- _Exercise aim_
For this exercise, repeat all of the material verbatim apart from its images.
━━━━━━━━━━
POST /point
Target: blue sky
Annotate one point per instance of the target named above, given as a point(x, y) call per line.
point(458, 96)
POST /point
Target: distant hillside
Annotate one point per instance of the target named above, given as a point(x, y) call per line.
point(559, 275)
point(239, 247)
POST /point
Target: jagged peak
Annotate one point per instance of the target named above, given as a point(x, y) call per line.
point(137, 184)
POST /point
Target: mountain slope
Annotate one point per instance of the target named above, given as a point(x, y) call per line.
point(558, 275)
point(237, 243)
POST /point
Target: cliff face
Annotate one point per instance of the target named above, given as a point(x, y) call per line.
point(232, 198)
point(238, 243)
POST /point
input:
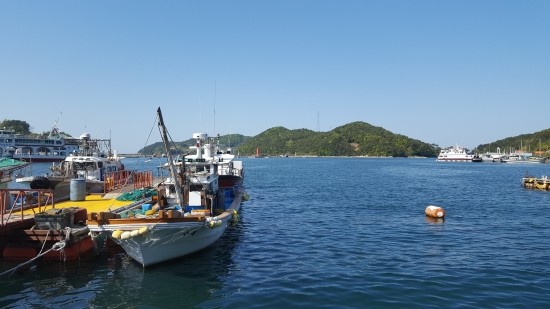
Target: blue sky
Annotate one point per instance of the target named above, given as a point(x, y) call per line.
point(443, 72)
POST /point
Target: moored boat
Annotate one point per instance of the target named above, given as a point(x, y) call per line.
point(8, 166)
point(531, 182)
point(192, 210)
point(93, 161)
point(455, 154)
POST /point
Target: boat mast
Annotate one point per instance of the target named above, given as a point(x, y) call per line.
point(173, 174)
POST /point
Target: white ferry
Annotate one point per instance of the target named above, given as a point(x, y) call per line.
point(455, 154)
point(53, 148)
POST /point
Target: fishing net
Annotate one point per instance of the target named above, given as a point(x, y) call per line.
point(137, 194)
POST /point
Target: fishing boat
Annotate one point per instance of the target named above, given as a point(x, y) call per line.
point(92, 162)
point(531, 182)
point(8, 166)
point(455, 154)
point(57, 235)
point(192, 209)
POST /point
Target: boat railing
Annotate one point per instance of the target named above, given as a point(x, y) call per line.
point(120, 179)
point(21, 204)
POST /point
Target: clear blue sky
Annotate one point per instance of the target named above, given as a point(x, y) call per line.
point(444, 72)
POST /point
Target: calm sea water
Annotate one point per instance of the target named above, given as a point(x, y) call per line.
point(338, 233)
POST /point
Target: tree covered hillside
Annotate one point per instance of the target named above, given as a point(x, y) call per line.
point(353, 139)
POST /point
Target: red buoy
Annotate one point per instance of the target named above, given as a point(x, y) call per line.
point(435, 211)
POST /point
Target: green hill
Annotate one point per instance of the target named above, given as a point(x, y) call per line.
point(353, 139)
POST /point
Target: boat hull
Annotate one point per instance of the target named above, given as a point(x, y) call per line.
point(165, 241)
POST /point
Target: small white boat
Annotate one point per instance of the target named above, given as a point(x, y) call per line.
point(92, 162)
point(193, 208)
point(455, 154)
point(8, 166)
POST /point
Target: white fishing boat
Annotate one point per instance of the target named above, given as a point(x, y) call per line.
point(93, 162)
point(455, 154)
point(8, 166)
point(192, 210)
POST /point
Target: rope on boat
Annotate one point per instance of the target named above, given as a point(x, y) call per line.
point(58, 246)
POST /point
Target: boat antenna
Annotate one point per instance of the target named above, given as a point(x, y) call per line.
point(54, 131)
point(173, 174)
point(215, 94)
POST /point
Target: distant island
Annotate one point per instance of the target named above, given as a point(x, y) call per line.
point(352, 139)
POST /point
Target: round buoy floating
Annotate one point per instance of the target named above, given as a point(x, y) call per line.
point(435, 211)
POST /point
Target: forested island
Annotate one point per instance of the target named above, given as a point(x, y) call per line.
point(352, 139)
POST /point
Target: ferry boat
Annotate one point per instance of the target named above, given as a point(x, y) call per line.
point(455, 154)
point(93, 162)
point(52, 148)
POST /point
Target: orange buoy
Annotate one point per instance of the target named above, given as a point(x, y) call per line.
point(435, 211)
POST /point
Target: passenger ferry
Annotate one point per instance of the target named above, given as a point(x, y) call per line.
point(52, 148)
point(455, 154)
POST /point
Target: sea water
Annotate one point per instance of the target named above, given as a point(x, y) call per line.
point(337, 233)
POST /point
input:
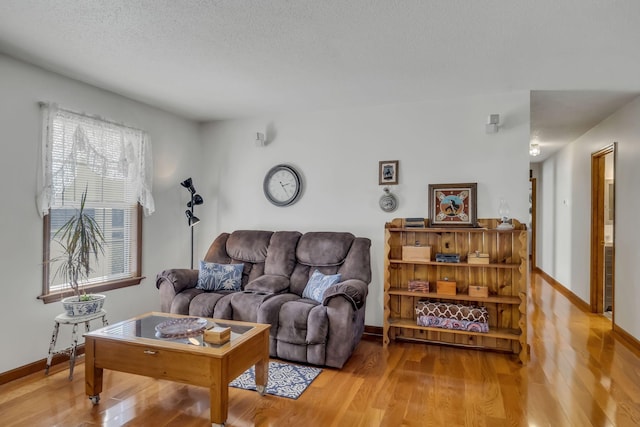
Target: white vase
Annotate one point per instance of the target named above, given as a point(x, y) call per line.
point(74, 307)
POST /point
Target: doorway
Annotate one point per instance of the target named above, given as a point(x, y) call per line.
point(602, 231)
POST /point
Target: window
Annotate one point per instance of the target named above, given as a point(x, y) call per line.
point(112, 163)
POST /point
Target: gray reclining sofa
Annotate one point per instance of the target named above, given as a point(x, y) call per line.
point(277, 267)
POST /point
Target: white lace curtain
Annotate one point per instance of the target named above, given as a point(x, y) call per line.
point(109, 150)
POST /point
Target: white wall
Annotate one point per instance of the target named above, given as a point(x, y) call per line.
point(25, 322)
point(338, 152)
point(565, 192)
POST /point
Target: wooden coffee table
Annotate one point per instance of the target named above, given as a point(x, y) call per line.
point(134, 346)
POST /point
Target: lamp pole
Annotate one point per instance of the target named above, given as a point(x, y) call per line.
point(191, 227)
point(196, 199)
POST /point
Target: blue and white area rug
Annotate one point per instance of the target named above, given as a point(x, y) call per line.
point(285, 380)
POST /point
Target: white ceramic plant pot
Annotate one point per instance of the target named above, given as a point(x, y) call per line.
point(73, 307)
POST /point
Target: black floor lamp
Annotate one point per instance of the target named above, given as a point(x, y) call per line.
point(196, 199)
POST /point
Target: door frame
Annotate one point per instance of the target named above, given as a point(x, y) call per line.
point(597, 229)
point(534, 209)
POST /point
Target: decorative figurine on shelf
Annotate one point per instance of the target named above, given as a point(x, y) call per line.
point(505, 220)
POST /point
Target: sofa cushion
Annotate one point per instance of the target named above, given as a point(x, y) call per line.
point(268, 283)
point(281, 256)
point(317, 284)
point(249, 245)
point(216, 277)
point(322, 249)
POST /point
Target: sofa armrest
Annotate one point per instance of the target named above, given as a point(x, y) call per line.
point(179, 278)
point(268, 283)
point(353, 290)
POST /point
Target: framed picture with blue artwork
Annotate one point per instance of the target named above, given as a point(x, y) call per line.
point(453, 205)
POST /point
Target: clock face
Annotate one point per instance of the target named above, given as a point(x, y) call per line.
point(388, 202)
point(282, 185)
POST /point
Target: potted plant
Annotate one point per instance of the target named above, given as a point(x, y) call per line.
point(81, 239)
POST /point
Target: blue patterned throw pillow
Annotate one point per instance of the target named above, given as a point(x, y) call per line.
point(219, 277)
point(318, 283)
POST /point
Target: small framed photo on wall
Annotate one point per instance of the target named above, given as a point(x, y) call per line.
point(388, 172)
point(453, 205)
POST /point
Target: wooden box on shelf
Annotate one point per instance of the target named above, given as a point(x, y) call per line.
point(446, 287)
point(477, 258)
point(478, 291)
point(418, 286)
point(416, 253)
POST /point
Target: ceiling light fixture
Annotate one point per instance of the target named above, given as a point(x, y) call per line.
point(534, 149)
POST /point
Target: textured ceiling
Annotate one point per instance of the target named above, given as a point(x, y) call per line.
point(211, 59)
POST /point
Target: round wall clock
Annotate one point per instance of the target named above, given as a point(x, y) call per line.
point(282, 185)
point(388, 201)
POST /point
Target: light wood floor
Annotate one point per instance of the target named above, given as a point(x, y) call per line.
point(578, 376)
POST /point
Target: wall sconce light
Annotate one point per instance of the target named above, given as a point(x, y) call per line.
point(534, 149)
point(505, 219)
point(493, 122)
point(196, 199)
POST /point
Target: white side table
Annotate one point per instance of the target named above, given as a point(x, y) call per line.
━━━━━━━━━━
- _Exercise solution_
POST /point
Target: blue sky
Annotate one point per instance of the target named above, given as a point(x, y) call per line.
point(458, 96)
POST /point
Target: distant hillside
Annotate one point per instance of the target named above, given as a point(x, y) call per line.
point(559, 275)
point(239, 247)
POST /point
Target: jagged peak
Annotate one point per instance of the target named above, given as a point(x, y) call per line.
point(137, 184)
POST /point
Target: mountain slope
Annotate one point per instance of the target named above, given as a point(x, y) call per line.
point(558, 275)
point(237, 243)
POST /point
Target: cliff face
Annotate one point per instance of the target named above, given as a point(x, y) call per line.
point(232, 198)
point(238, 243)
POST /point
input:
Target: blue sky
Annotate one point per instance of the target named above, given as a point(x, y) call per line.
point(443, 72)
POST /point
Target: moored boat
Annotate one point per instance of the target named above, given as a point(x, y) call per line.
point(8, 166)
point(531, 182)
point(192, 210)
point(93, 161)
point(455, 154)
POST /point
Target: boat mast
Annotate one point per instance of the target named above, given as a point(x, y) call per line.
point(173, 174)
POST /point
Target: white ferry
Annotate one point per instance of the target named above, given as a point(x, y) call per line.
point(455, 154)
point(53, 148)
POST /point
Target: fishing net
Annotate one point per instance of the target named above, given as a point(x, y) call per line.
point(137, 194)
POST /point
Target: fishing boat
Annotate one point per instance of the target named above, given as a point(x, y) call per line.
point(92, 162)
point(531, 182)
point(8, 166)
point(455, 154)
point(57, 235)
point(192, 209)
POST /point
Target: boat railing
Annotate one point per instance of the target named above, given as a point(x, y) call per line.
point(120, 179)
point(21, 204)
POST /point
Target: clear blue sky
Annotate one point per instance of the target named above, given as a point(x, y) call per line.
point(444, 72)
POST /point
Target: calm sea water
Annotate one point per instance of the target named above, given as a point(x, y) call per line.
point(338, 233)
POST /point
Target: tree covered hillside
Annotate one point per instance of the target named above, given as a point(x, y) call per line.
point(353, 139)
POST /point
Target: red buoy
Annotate one point per instance of the target named above, given as a point(x, y) call per line.
point(435, 211)
POST /point
Target: green hill
Annotate one point per instance of the target named above, given as a point(x, y) call per line.
point(353, 139)
POST /point
Target: boat hull
Annotate one point per instance of the target named above, given as a point(x, y) call per line.
point(165, 241)
POST /point
Target: small white boat
Annotate one point per instance of the target named above, given as a point(x, y) call per line.
point(92, 162)
point(193, 208)
point(455, 154)
point(8, 166)
POST /point
Target: white fishing boat
Annotate one point per instance of the target named above, given as a point(x, y) call per line.
point(93, 162)
point(455, 154)
point(8, 166)
point(192, 210)
POST /point
Target: rope on boat
Annotate one point per instance of the target named above, given as a point(x, y) call per line.
point(58, 246)
POST /point
Target: boat antenna
Annotate one point per instance of the target named above, given as a point(x, y) call per line.
point(54, 131)
point(173, 174)
point(215, 94)
POST /point
Target: distant island
Annotate one point per instance of the target named above, given as a point(x, y) call per line.
point(352, 139)
POST /point
Target: round buoy floating
Annotate one point per instance of the target named above, given as a point(x, y) call per line.
point(435, 211)
POST /point
Target: forested island
Annotate one point per instance of the target named above, given as a point(x, y) call per line.
point(352, 139)
POST /point
Target: ferry boat
Annotate one point per instance of the target named above, given as a point(x, y) call per line.
point(455, 154)
point(93, 162)
point(52, 148)
POST /point
Target: orange buoy
Annotate one point per instance of the target named above, given as a point(x, y) call per line.
point(435, 211)
POST /point
Target: passenger ferry
Annotate one point per instance of the target named above, given as a point(x, y) call per line.
point(52, 148)
point(455, 154)
POST /point
Target: sea water
Annotate one point per instance of the target named above, given as a point(x, y) call per line.
point(337, 233)
POST /point
input:
Target: white vase
Annotate one point per instance of the target named above, given as a point(x, y) call per line.
point(74, 307)
POST /point
Target: doorway
Annotate one point per instance of the target named above, given as a point(x, y) call per line.
point(602, 231)
POST /point
Target: window
Annotate one point per instance of the target named above, given as a point(x, y) call per line.
point(112, 163)
POST /point
Target: gray reclining sofa
Annotate one point per instance of the target named above, given as a point(x, y) call per line.
point(277, 267)
POST /point
Target: white lace curtain
Annotate one point per instance of the target named above, given as a point(x, y) call per line.
point(109, 150)
POST /point
Target: white wall
Annotate one point per instance of the target named above, given as a point(x, y) call per line.
point(25, 322)
point(338, 152)
point(565, 192)
POST /point
Target: wooden coffee table
Annotate one point per instance of the target named above, given as a point(x, y) call per line.
point(134, 346)
POST /point
Target: lamp pole
Annotate one point per instance of the target named above, given as a point(x, y) call per line.
point(191, 227)
point(196, 199)
POST /point
Target: blue and white area rug
Annotate one point per instance of the target named above, given as a point(x, y) call per line.
point(285, 380)
POST /point
Target: white ceramic plant pot
Annotate one point per instance of the target named above, given as a point(x, y) call per line.
point(73, 307)
POST /point
Target: black floor lamp
Annotate one point per instance of the target named above, given as a point(x, y) call per line.
point(196, 199)
POST /point
Target: door frame
Annotate one point per instance of the target named above, given as a point(x, y) call per line.
point(597, 229)
point(534, 209)
POST /point
Target: decorative figurine on shelf
Annotate one point per instance of the target named above, given as a point(x, y) call per line.
point(505, 220)
POST /point
Target: sofa cushion
Annotate one point per instance of the target named above, given as a point(x, y) call per line.
point(268, 283)
point(281, 256)
point(317, 284)
point(249, 245)
point(216, 277)
point(322, 249)
POST /point
Target: sofa armrest
Annotate one point per instance of the target named above, given as a point(x, y) call per line.
point(179, 278)
point(268, 283)
point(353, 290)
POST /point
Target: framed picture with blue artwork
Annotate one point per instance of the target named above, given as a point(x, y) call per line.
point(453, 205)
POST /point
Target: clock face
Annotate one point per instance of the target named above, given as a point(x, y) call per line.
point(388, 202)
point(282, 185)
POST /point
Target: potted plant
Annotate one point per instance of the target named above, given as a point(x, y) call per line.
point(81, 239)
POST /point
Target: blue patterned throw pillow
Annotate one point per instance of the target named above, given as a point(x, y) call per line.
point(219, 277)
point(318, 283)
POST /point
Target: small framed photo on wall
Annotate one point per instance of the target named above, given as a point(x, y) call per line.
point(388, 172)
point(453, 205)
POST /point
Target: wooden box on shelf
Annotate one point per instance of the target named above, given as a point(x, y) call per line.
point(446, 287)
point(477, 258)
point(478, 291)
point(418, 286)
point(416, 253)
POST /point
Target: ceiling light fixture
Annotate one point per instance of the target named above, given as a point(x, y) call per line.
point(534, 149)
POST /point
Target: textured ceiling
Annotate one point per instance of the target named above, given as a point(x, y) call per line.
point(211, 59)
POST /point
Target: round wall clock
Annotate one point per instance of the target named above, given as a point(x, y) call per line.
point(282, 185)
point(388, 201)
POST /point
Target: light wood floor
Annotate one point per instance of the target named above, given as a point(x, y) call per line.
point(578, 376)
POST /point
Target: wall sconce light
Annotate one point per instance of the target named above, given as a point(x, y) call per line.
point(534, 149)
point(505, 219)
point(493, 122)
point(196, 199)
POST /point
Target: white side table
Annotate one point per instance of the target named above, given as a point(x, y) call per line.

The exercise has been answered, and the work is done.